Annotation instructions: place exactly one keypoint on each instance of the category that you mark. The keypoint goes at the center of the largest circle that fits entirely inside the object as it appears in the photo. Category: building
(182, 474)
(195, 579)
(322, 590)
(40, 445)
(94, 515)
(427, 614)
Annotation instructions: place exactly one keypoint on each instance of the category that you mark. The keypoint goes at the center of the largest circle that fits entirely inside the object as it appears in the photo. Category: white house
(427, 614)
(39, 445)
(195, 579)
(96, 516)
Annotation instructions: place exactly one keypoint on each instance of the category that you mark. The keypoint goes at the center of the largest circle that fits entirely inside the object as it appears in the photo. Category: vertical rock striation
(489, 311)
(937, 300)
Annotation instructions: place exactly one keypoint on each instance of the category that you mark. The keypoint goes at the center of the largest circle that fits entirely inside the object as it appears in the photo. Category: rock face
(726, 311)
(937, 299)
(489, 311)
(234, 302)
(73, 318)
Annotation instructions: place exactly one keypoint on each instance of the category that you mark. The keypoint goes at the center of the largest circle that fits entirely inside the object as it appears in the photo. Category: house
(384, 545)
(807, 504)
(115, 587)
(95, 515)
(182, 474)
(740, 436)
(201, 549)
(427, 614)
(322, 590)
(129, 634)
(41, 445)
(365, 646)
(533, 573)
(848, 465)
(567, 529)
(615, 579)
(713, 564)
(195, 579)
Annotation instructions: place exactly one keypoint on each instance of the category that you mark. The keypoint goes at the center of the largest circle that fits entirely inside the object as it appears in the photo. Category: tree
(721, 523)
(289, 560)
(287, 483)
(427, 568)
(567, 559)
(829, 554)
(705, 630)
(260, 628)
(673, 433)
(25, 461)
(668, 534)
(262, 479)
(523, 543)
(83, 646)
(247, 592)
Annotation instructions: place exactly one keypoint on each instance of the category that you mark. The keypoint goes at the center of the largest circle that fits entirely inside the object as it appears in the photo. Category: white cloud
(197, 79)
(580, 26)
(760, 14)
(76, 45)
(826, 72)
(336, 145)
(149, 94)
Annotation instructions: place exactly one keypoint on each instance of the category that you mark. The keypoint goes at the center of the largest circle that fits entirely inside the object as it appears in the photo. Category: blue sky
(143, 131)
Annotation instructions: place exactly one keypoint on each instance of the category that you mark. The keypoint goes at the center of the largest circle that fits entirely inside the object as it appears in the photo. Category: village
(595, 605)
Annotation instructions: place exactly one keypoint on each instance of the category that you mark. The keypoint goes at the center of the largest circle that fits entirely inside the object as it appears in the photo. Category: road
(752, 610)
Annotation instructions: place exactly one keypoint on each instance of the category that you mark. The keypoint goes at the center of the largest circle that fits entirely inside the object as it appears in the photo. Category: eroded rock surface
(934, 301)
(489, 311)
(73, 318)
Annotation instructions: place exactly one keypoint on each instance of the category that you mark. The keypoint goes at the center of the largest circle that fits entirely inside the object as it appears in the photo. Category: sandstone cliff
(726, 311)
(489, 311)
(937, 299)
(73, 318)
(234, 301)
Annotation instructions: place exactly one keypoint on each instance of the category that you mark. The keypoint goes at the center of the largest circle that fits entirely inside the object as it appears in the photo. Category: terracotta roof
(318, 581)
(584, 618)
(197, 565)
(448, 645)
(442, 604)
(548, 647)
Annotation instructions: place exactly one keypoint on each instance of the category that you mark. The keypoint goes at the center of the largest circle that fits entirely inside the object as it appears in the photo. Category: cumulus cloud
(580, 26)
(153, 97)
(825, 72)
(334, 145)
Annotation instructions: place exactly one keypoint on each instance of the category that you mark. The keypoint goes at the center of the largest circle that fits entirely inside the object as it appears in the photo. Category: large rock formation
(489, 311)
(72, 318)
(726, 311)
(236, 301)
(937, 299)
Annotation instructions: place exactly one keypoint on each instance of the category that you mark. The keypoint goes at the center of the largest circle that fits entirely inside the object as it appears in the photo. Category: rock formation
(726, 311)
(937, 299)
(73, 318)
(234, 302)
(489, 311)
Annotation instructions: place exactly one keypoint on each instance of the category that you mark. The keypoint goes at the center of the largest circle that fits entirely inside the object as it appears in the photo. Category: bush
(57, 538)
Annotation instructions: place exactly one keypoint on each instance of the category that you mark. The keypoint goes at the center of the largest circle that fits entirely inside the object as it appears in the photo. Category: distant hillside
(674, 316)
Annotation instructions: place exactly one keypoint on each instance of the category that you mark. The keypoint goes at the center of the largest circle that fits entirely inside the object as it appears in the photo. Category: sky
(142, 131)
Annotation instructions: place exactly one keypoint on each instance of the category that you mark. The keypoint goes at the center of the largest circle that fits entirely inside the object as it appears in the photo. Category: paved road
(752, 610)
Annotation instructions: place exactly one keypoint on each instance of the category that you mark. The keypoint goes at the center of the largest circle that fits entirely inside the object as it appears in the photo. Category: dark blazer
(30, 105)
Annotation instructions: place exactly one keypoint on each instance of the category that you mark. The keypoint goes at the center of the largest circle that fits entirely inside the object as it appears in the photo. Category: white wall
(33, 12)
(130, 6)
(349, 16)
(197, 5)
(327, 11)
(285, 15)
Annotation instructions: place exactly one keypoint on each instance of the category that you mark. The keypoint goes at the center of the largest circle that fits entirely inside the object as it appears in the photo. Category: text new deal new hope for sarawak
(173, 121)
- - -
> _WHAT IS NEEDED_
Would you please reproduce the entries above word for word?

> _RESULT_
Annotation instructions: place exactly one keypoint on each instance of the category that you mark. The keypoint goes at the center of the largest circle that fits entirely inside the object as it appears in the photo. Category: building
(182, 474)
(195, 579)
(322, 590)
(40, 445)
(94, 515)
(427, 614)
Annotation instructions: place exactly one keypoint on each instance of the category that you mark. The keypoint goes at the center of the largest circle that fits entirely inside the object as it appears in the photo. Category: white house
(427, 614)
(39, 445)
(195, 579)
(96, 516)
Annotation instructions: place exactly one keypoint on each instance of the category that you mark. The keypoint goes at the center of the largest circle that fits entirely inside the object as it appears in the photo. Category: vertical rock striation
(489, 311)
(937, 300)
Annotation instructions: place exactly one keypoint on each instance of the category that you mark. The keypoint goes at the center of the largest circle that fits entirely inside the object as it appears in the photo. Category: rock face
(726, 311)
(937, 299)
(489, 311)
(234, 302)
(73, 318)
Annotation instructions: place exactly one keypoint on each instance of the category that you mark. The keypoint goes at the center of the largest circle that fits entirely inside the object as it appears in the photo. Category: house
(384, 545)
(807, 504)
(115, 587)
(95, 515)
(182, 474)
(740, 436)
(201, 549)
(427, 614)
(322, 590)
(129, 634)
(41, 445)
(365, 646)
(533, 573)
(848, 465)
(567, 529)
(615, 579)
(713, 564)
(195, 579)
Annotation instructions: place exactly one keypoint on each instance of the category that you mark. The keypoint goes at the center of the largest circle that fits entirely inside the object as it appears in the photo. Category: tree
(721, 523)
(289, 560)
(287, 483)
(427, 568)
(567, 559)
(829, 554)
(705, 630)
(260, 628)
(673, 433)
(25, 461)
(668, 534)
(262, 479)
(523, 543)
(83, 646)
(247, 592)
Annotation instructions: place exactly one keypoint on each instance of the category that you mark. The keypoint goes at the center of the largest circle that fits entirely inside the object as it appears in the photo. Category: white cloud
(197, 79)
(580, 26)
(760, 14)
(76, 45)
(826, 72)
(336, 145)
(149, 94)
Annotation instructions: place exactly one keypoint on each instance of the category that you mark. The keypoint goes at the center of the largest circle that fits entirely inside the object as it appears in the photo. Category: blue sky
(143, 131)
Annotation instructions: place exactly one keypoint on each instance of the category that you mark. The keypoint goes at the center of the largest circle that fits entirely inside the object as it appears in the photo. Category: village
(595, 605)
Annotation instructions: place exactly one keypoint on each instance of the category that you mark. The keypoint goes at the center of the largest circle that fits entirely inside the object as it appears in the photo. Category: road
(752, 610)
Annotation instructions: place exactly one keypoint on each instance of the category that you mark. The keypoint goes at the center of the largest circle that fits entirely inside the object as it appears in the photo. Category: eroded rock surface
(934, 301)
(489, 311)
(73, 318)
Annotation instructions: place exactly one keypoint on each instance of the category that you mark. The keypoint goes at the center of the largest circle that fits entirely inside the object as it appears in the photo. Category: sandstone cliff
(726, 311)
(489, 311)
(937, 299)
(73, 318)
(234, 301)
Annotation instructions: place exactly one keypoint on each instance of the category that you mark. The keypoint goes at the center of the largest circle that fits entirely inside the object as it appears in the photo. Category: terracotta roof
(318, 581)
(584, 618)
(197, 565)
(448, 645)
(442, 604)
(548, 647)
Annotation instructions: place exactly one keypoint on each instance of the category that you mark. The keypoint goes at the center of the largest circle that fits entirely inside the object as it appears in the photo. Category: cumulus cloud
(580, 26)
(153, 97)
(825, 72)
(334, 145)
Annotation instructions: place exactly one keypoint on each instance of the category that you mark. The keypoint goes at the center of the largest circle that fits entirely inside the object as it appears in the photo. Category: large rock formation
(489, 311)
(72, 318)
(726, 311)
(236, 301)
(937, 299)
Annotation instructions: place exactly one keypoint on each instance of the category that you mark. The keypoint goes at the center of the largest circle that fits entirely inside the object as it appears in the photo. Category: rock formation
(726, 311)
(937, 299)
(73, 318)
(234, 302)
(489, 311)
Annotation instructions: place exactly one keypoint on each instance of the category that you mark. The keypoint goes at the center of the largest circle that fits entirely inside the object as it appears in the photo. Category: bush
(57, 538)
Annotation instructions: place exactly one keypoint on each instance of the category that you mark. The keypoint goes at the center of the largest circle that fits entirely inside the object as it appears in the photo. Category: distant hillside
(674, 316)
Annotation instructions: place exactly one keypoint on each instance of the category that you mark. The keypoint goes at the center of the largest circle that fits entirely inside the object as it appears in the photo. Category: sky
(142, 131)
Annotation instructions: place exactly one keypoint on each instance of the category that you mark. The keypoint goes at the center of the largest circle that fits entirely inside the object as it appears in the photo. Category: paved road
(752, 610)
Annotation instructions: place exactly one keypoint on each instance of the category that you mark. The keypoint goes at the center of the largest circle that fits entirely inside the object as it appears in the photo. Category: dark blazer
(30, 105)
Annotation instructions: place exactly one keypoint on each instance of the category that you mark. The keypoint goes at the center of the largest circle that fits entirely inside the object as it appears in the photo. Category: white wall
(33, 12)
(130, 6)
(349, 16)
(197, 5)
(327, 11)
(285, 15)
Annotation instructions: place exactly one keypoint on each instance of the category that you mark. The keypoint goes at the center of the largest circle that fits entirely inside the object as it appears in the photo. Category: text new deal new hope for sarawak
(173, 121)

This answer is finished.